===== TEXTE FOURNI =====

Quarante-et-un citoyens italiens invoquent une violation de l'article 2 de la Convention européenne de sauvegarde des droits de l'homme, celui-là même qui garantit le droit à la vie. Ils parviennent devant la Cour à l'issue d'une class action visant à faire condamner les pollueurs. Vainqueurs devant les juges du fond, ils ont vu les peines se réduire en appel, et la Cour de cassation casser et renvoyer l'affaire devant une autre cour d'appel qui a immédiatement déclaré la prescription de la procédure. Devant la CEDH, les requérants ont eu le soutien de plusieurs associations de protection de l'environnement, même si la Cour a estimé que certains d'entre elles n'avaient pas la qualité de victimes, n'étant pas elles-mêmes concernés par la pollution de la Terra dei Fuocchi.

 

Droit à la vie et pollution

 

La CEDH estime que l'affaire relève incontestablement du champ d'application de l'article 2. Celui-ci ne concerne pas uniquement les décès résultant de l'usage de la force par des agents de l'État, mais il impose également une obligation positive aux États de prendre toutes les mesures appropriées pour protéger la vie des personnes relevant de leur juridiction. Ce principe est acquis depuis longtemps, avec notamment les arrêts L.C.B. c. Royaume-Uni du 9 juin 1998 et Budayeva c. Ukraine du 9 mars 2023. La négligence coupable de l'État, lorsqu'elle conduit au décès de l'intéressé ou lui fait courir un risque vital relève ainsi de l'article 2. Dans l'affaire Kolyadenko et a. c. Russie du 28 février 2012 est sanctionnée l'absence totale d'anticipation par les autorités de la crue d'une rivière qui a finalement fait de nombreuses victimes. 

Même si elles n'ont pas d'obligation de résultat, les autorités doivent donc prendre les mesures appropriées pour répondre à un "risque réel et imminent" pesant sur la population. Dans l'affaire Cannavacciulo, il appartient donc à la CEDH de s'assurer que ses mesures ont très concrètement été prises. Dans l'arrêt Kolyadenko, il s'agit du risque d'inondation, et dans la décision de Grande Chambre Öneryildiz c. Turquie de 30 novembre 2004, il s'agissait déjà d'une explosion de méthane survenue dans un dépôt d'ordures municipal.

=====

#### [DÉFIS]
- A) Reproduisez le passage du texte fourni qui va de "Même si elles" à "dépôt d'ordures municipal.".
- B) Présentez toutes les lignes des données fournies sous forme de tableau Markdown à deux colonnes, "N°" et "Ligne", en omettant les lignes vides. Laissez les images de côté.
Le texte fourni et les lignes ne proviennent pas de la même source.

===== DONNÉES FOURNIES =====

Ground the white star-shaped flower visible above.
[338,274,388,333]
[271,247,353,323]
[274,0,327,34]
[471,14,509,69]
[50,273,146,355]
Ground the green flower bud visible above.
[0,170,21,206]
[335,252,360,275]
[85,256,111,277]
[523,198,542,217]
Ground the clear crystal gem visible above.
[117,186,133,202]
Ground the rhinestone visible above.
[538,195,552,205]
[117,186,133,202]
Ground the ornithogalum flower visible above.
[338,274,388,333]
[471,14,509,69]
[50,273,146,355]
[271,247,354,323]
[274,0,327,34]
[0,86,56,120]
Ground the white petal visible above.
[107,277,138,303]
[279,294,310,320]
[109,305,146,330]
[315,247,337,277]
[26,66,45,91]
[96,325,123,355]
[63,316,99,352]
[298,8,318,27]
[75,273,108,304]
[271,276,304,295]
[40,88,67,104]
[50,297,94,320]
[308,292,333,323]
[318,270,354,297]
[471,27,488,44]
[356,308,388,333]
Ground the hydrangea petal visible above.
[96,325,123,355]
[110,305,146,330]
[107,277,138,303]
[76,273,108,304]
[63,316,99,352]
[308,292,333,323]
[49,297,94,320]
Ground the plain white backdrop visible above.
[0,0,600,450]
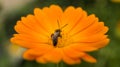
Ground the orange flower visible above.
[11,5,109,64]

=====

#### [RÉPONSES]
- A)
Même si elles n'ont pas d'obligation de résultat, les autorités doivent donc prendre les mesures appropriées pour répondre à un "risque réel et imminent" pesant sur la population. Dans l'affaire Cannavacciulo, il appartient donc à la CEDH de s'assurer que ses mesures ont très concrètement été prises. Dans l'arrêt Kolyadenko, il s'agit du risque d'inondation, et dans la décision de Grande Chambre Öneryildiz c. Turquie de 30 novembre 2004, il s'agissait déjà d'une explosion de méthane survenue dans un dépôt d'ordures municipal.

- B)
| N° | Ligne |
|---|---|
| 1 | Ground the white star-shaped flower visible above. |
| 2 | [338,274,388,333] |
| 3 | [271,247,353,323] |
| 4 | [274,0,327,34] |
| 5 | [471,14,509,69] |
| 6 | [50,273,146,355] |
| 7 | Ground the green flower bud visible above. |
| 8 | [0,170,21,206] |
| 9 | [335,252,360,275] |
| 10 | [85,256,111,277] |
| 11 | [523,198,542,217] |
| 12 | Ground the clear crystal gem visible above. |
| 13 | [117,186,133,202] |
| 14 | Ground the rhinestone visible above. |
| 15 | [538,195,552,205] |
| 16 | [117,186,133,202] |
| 17 | Ground the ornithogalum flower visible above. |
| 18 | [338,274,388,333] |
| 19 | [471,14,509,69] |
| 20 | [50,273,146,355] |
| 21 | [271,247,354,323] |
| 22 | [274,0,327,34] |
| 23 | [0,86,56,120] |
| 24 | Ground the white petal visible above. |
| 25 | [107,277,138,303] |
| 26 | [279,294,310,320] |
| 27 | [109,305,146,330] |
| 28 | [315,247,337,277] |
| 29 | [26,66,45,91] |
| 30 | [96,325,123,355] |
| 31 | [63,316,99,352] |
| 32 | [298,8,318,27] |
| 33 | [75,273,108,304] |
| 34 | [271,276,304,295] |
| 35 | [40,88,67,104] |
| 36 | [50,297,94,320] |
| 37 | [308,292,333,323] |
| 38 | [318,270,354,297] |
| 39 | [471,27,488,44] |
| 40 | [356,308,388,333] |
| 41 | Ground the hydrangea petal visible above. |
| 42 | [96,325,123,355] |
| 43 | [110,305,146,330] |
| 44 | [107,277,138,303] |
| 45 | [76,273,108,304] |
| 46 | [63,316,99,352] |
| 47 | [308,292,333,323] |
| 48 | [49,297,94,320] |
| 49 | Ground the plain white backdrop visible above. |
| 50 | [0,0,600,450] |
| 51 | Ground the orange flower visible above. |
| 52 | [11,5,109,64] |